LO QUE SE PIDE:
Vuelva a escribir, sin alterar una sola palabra, el pasaje de la reseña sobre Los estratos que comienza en "Tampoco la prosa" y termina en "enseñado a leer.".

FRAGMENTO PARA LEER:
□ □ □

Antes de leer este libro leímos Débora Kruel, un divertimento elaboradísimo escrito cuando el autor
de este libro estaba en el kindergarten. Si Ramón Illán Bacca, el autor de Débora Kruel, es posmodernista, que se ha alegado, el de “este”
libro, Los estratos, es
pos-posmodernista o algo así; de todos modos pasamos de las bromas a algo
parecido a un guión cinematográfico de Antonioni mezclado con una pesadilla de
Joseph Conrad.
Pero Los estratos es una noveleta alargada a la fuerza que
de todos modos funciona. Funciona especialmente como comentario posmoderno de
la pesadilla que es para todos los colombianos su país. Una de sus virtudes es
que el comentario se entrega evitando los lugares comunes y cavando por debajo
de lo obvio, distanciándose de la gestualidad gastada para maldecir tu país, tu
ciudad, tu familia.
Se parece a Los
Ejércitos, el célebre relato gótico de Evelio Rosero. El mismo semi-vegetar
del personaje, metáfora de la vida del colombiano reducido a sobrevivir o a
terminar el día como único proyecto de vida. Juan Cárdenas, el autor es el tipo
de escritor que rumia lo que escribe y escribe como rumiante, y hacerlo es su
método de lavar los datos como los mineros lavan la tierra del río. El escritor
lava hasta que encuentra el oro de la existencia reptante, del marchar sin
moverse del punto de partida que es la existencia en esto que se llama Colombia
y que nos tocó en (mala) suerte. Lavar la literatura, ¿no será la estrategia
posmodernista?
Los estratos puede
ser para el período que ahora atravesamos –sin movernos del mismo lugar-lo que Los ejércitos fue a principios de siglo,
en el momento cenital del Plan Colombia. Una novela es muchas cosas. Las varias
lecturas que dicen. También es un documento del estado del alma de las élites
propietarias del país. El héroe de Los
estratos no es como el profesor de Los
ejércitos, dueño de un patio con dos gallinas y un fogón para hacer café.
Es un señorito, ha estado en una clínica de reposo, hay piscina en el
condominio, su esposa contrata empleadas domésticas, asiste a reuniones de la
junta directiva de su fábrica, a admirar instalaciones en la galería de arte.
No sabe bailar salsa. Y está completamente vacío por dentro con excepción de
una obsesión nostálgica por encontrar a la Nana negra, la mano negra de la que
se prendía cuando era un mocoso de la élite. La garra de Juan Cárdenas para
describir dicho vacío espiritual es cierta y firme. Lo hace tan bien, que Los estratos le pesa a uno en las manos
como un conjuro de magia negra, y tiene resonancias de informe psiquiátrico y
azota con un relente helado el ánimo del lector, con su prosa de secretario de
juzgado municipal, su habla de sobremesa tras una bandeja paisa, de sobremesa
de pase de cocaína.
Tampoco la prosa de Que
viva la música persigue diferenciarse de la prosa que usamos en nuestro
arrastre existencial por los días colombianos de buses y whatsapp, gastritis y
gaseosa. La heroína de Andrés Caicedo también es de la élite blanca, del sur de
Colombia. Caicedo también exploró las condiciones psiquiátricas de las élites,
a través de esa niña que sin saberlo quiere destruir esa inercia de su gente,
de la casta maldita cuyo único horizonte es la necrofilia. Sí, Que viva la música es un hipotexto de Los estratos y recicla motivos que la
ficción del suroccidente, de Cali y cercanías nos ha enseñado a leer.

□ □ □

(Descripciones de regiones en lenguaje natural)
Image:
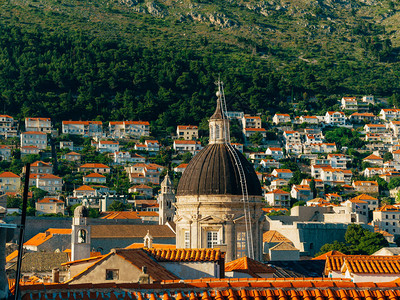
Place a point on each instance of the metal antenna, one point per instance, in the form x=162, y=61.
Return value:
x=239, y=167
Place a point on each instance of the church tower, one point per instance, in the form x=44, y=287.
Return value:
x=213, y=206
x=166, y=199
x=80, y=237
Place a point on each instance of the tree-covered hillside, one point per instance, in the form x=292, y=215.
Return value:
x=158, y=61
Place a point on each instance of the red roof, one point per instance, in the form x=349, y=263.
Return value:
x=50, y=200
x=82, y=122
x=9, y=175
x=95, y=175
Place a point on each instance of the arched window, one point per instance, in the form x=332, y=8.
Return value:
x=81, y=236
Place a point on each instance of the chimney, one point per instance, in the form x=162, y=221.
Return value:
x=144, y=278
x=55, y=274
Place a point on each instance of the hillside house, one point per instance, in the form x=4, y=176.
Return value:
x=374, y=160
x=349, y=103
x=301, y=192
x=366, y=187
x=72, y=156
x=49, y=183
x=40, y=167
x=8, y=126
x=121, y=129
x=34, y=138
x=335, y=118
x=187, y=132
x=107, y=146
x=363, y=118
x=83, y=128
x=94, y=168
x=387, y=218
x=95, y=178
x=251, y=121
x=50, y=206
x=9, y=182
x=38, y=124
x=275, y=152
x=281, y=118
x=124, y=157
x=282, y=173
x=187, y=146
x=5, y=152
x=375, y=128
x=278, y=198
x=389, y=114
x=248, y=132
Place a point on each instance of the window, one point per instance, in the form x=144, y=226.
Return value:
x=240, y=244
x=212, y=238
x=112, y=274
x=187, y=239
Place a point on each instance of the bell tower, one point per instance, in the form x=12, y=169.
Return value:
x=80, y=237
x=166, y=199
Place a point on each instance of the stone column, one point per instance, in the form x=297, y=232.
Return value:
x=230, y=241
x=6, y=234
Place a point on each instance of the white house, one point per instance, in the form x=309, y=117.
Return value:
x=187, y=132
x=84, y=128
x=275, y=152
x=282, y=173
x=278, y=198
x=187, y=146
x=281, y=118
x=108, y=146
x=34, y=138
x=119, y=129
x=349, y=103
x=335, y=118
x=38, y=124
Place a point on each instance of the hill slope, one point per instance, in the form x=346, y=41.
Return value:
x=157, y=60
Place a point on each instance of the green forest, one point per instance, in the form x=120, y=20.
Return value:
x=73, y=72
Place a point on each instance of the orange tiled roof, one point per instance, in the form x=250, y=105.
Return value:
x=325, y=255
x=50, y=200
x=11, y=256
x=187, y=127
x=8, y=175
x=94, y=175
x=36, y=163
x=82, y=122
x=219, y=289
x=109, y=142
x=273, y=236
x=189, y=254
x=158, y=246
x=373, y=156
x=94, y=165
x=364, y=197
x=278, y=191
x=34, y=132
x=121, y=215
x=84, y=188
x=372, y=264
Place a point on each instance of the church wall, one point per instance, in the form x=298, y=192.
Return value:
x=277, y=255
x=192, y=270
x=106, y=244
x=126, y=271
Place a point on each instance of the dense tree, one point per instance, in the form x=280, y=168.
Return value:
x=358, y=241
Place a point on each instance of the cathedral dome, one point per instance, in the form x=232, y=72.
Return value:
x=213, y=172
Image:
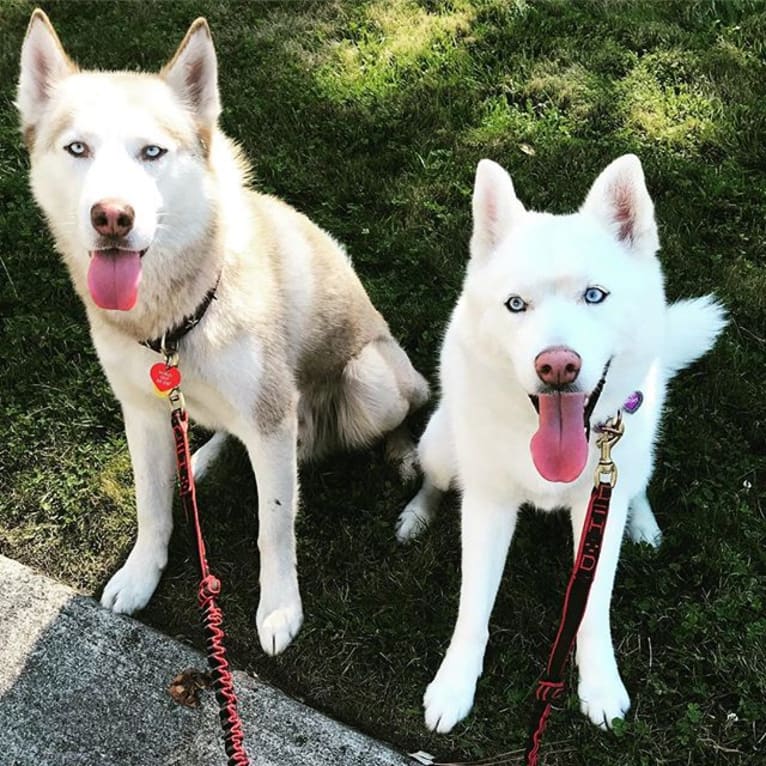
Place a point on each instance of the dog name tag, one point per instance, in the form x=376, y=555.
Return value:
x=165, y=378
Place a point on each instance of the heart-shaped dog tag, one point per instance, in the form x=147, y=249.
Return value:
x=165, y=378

□ □ □

RESPUESTA:
Tampoco la prosa de Que
viva la música persigue diferenciarse de la prosa que usamos en nuestro
arrastre existencial por los días colombianos de buses y whatsapp, gastritis y
gaseosa. La heroína de Andrés Caicedo también es de la élite blanca, del sur de
Colombia. Caicedo también exploró las condiciones psiquiátricas de las élites,
a través de esa niña que sin saberlo quiere destruir esa inercia de su gente,
de la casta maldita cuyo único horizonte es la necrofilia. Sí, Que viva la música es un hipotexto de Los estratos y recicla motivos que la
ficción del suroccidente, de Cali y cercanías nos ha enseñado a leer.